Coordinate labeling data
# # #

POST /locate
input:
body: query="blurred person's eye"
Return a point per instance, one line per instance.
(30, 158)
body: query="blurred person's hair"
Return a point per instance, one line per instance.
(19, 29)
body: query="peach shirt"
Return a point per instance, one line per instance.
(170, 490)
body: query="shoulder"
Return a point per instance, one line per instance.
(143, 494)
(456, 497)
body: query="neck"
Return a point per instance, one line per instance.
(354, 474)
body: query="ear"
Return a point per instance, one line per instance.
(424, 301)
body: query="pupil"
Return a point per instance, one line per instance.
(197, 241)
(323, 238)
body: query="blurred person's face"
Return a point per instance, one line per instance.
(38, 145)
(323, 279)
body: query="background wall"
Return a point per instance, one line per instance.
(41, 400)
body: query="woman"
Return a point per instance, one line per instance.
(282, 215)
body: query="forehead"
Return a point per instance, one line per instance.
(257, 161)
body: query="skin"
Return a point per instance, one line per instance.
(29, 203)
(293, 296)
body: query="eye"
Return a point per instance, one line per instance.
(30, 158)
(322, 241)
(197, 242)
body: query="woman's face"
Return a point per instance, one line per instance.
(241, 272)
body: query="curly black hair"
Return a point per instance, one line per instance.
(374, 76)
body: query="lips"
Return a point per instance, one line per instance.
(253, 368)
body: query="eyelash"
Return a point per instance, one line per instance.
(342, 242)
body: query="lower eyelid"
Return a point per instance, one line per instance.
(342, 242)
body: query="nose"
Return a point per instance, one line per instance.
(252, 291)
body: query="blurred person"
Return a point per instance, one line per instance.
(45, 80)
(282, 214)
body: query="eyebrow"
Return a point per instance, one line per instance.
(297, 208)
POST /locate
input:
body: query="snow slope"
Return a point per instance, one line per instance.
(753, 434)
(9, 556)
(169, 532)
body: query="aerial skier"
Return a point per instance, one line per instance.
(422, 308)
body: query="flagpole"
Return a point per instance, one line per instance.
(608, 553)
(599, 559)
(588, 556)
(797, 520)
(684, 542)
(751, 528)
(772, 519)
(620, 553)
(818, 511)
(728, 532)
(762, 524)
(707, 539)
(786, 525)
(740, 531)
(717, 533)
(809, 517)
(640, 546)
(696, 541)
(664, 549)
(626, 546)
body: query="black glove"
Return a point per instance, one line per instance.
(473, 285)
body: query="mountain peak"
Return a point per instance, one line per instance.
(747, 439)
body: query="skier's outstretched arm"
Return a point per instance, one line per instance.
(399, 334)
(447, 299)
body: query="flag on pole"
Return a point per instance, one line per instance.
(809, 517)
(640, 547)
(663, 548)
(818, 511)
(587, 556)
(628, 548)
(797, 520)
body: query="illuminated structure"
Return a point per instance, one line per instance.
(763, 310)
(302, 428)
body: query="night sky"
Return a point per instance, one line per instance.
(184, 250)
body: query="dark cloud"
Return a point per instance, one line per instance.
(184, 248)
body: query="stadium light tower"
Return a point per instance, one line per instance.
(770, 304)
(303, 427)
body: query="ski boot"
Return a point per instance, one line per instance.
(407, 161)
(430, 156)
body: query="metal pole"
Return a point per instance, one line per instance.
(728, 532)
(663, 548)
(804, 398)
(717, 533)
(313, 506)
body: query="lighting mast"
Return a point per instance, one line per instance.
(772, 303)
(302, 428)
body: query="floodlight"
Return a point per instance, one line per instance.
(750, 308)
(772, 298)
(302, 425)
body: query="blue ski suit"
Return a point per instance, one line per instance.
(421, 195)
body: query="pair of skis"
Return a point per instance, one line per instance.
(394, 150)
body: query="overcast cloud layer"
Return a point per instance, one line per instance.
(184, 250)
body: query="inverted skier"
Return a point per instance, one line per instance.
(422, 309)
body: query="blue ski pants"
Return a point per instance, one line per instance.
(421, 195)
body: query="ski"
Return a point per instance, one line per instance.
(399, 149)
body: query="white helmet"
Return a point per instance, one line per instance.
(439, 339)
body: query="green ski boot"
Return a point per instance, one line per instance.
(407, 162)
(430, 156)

# # #

● **What the task asks**:
Set down all of the entries exactly, please.

● **Written solution**:
POST /locate
input:
body: query="blurred person's eye"
Return a point per instance, one line per instance.
(30, 158)
body: query="blurred person's hair"
Return a point per instance, one line per instance.
(19, 29)
body: query="peach shirt"
Return a point per instance, one line per instance.
(170, 490)
body: query="shoulder"
Return a point per instance, one line per instance.
(143, 494)
(456, 497)
body: query="neck"
Return a point per instance, one line per instance.
(354, 474)
body: query="ear"
Return a point per instance, one line per instance.
(424, 301)
body: query="pupil"
Return a point per instance, one line per instance.
(197, 241)
(323, 238)
body: query="blurred person's face"
Return a point per instance, one line per instance.
(38, 145)
(323, 279)
body: query="background wall"
Return a point per instance, one line per instance.
(41, 400)
body: query="woman"
Return a point per instance, one line per instance.
(282, 215)
body: query="forehead"
Return a point per instance, one line per instance.
(257, 161)
body: query="skin"
Return a point per instance, one line per instance.
(29, 203)
(293, 296)
body: query="eye"
Return a point per instance, one line per instance.
(30, 158)
(322, 241)
(197, 242)
body: query="woman's face"
Return a point per instance, one line per instance.
(241, 272)
body: query="curly black hair"
Return a point per instance, one line per instance.
(374, 76)
body: query="lips"
Return a point per instance, one line per instance.
(253, 368)
body: query="eyelash"
Return a point per instance, one line per instance.
(342, 242)
body: query="lower eyelid"
Return a point per instance, one line per instance.
(342, 242)
body: query="nose"
Return a point per instance, one line per instance.
(252, 291)
body: query="blurred person"
Return a point per instance, one line per instance.
(45, 80)
(282, 214)
body: query="eyebrow"
Return a point per instance, one line per instance.
(297, 208)
POST /locate
input:
body: query="snow slope"
Return a point per instance, one line per instance.
(753, 434)
(9, 556)
(169, 532)
body: query="aerial skier"
Return a point per instance, one line per instance.
(422, 308)
body: query="flagpole"
Return a point per instance, one line per instance.
(608, 553)
(599, 559)
(588, 556)
(797, 520)
(684, 542)
(751, 528)
(772, 519)
(620, 553)
(818, 511)
(728, 532)
(762, 524)
(707, 539)
(786, 525)
(740, 531)
(717, 533)
(809, 517)
(640, 546)
(696, 541)
(664, 549)
(626, 546)
body: query="black glove"
Return a point per instance, one line per instance.
(473, 285)
body: query="mountain peak"
Return a point per instance, one line per instance.
(747, 439)
body: query="skier's outstretched arm"
Return a point per instance, one line per instance.
(399, 334)
(447, 299)
body: query="flag on pole"
Return a point per instance, one line per instance.
(809, 517)
(640, 547)
(663, 548)
(818, 511)
(587, 556)
(628, 548)
(797, 520)
body: query="illuminated structure"
Return a point per instance, one line per instance.
(763, 310)
(302, 428)
body: query="night sky"
Return a point per instance, one line per instance.
(184, 250)
body: query="dark cloud"
Return a point per instance, one line per instance.
(184, 248)
body: query="stadium light tower"
Return a point per instance, one line per instance.
(770, 304)
(303, 427)
body: query="ski boot"
Return a point per instance, one line per instance.
(407, 161)
(430, 156)
body: query="metal pole"
Return a point per instance, one line per instance.
(728, 532)
(663, 548)
(804, 398)
(717, 533)
(313, 506)
body: query="lighting mast"
Return a point per instance, one line per instance.
(772, 303)
(302, 428)
body: query="floodlight"
Return a point per instance, one line per instance.
(750, 308)
(772, 298)
(302, 425)
body: query="blue ski suit"
Return a point per instance, one line per instance.
(421, 195)
body: query="pair of skis"
Return a point per instance, one line per instance.
(394, 150)
body: query="overcast cloud layer"
Return a point per instance, one line per instance.
(184, 250)
body: query="inverted skier"
Return a point per instance, one line per instance.
(422, 309)
body: query="blue ski pants"
Return a point per instance, one line per instance.
(421, 195)
body: query="ski"
Return a point per instance, one line per instance.
(399, 149)
body: query="white helmet"
Return a point per instance, one line per instance.
(439, 339)
body: query="green ski boot"
Return a point per instance, one line per instance.
(407, 162)
(430, 156)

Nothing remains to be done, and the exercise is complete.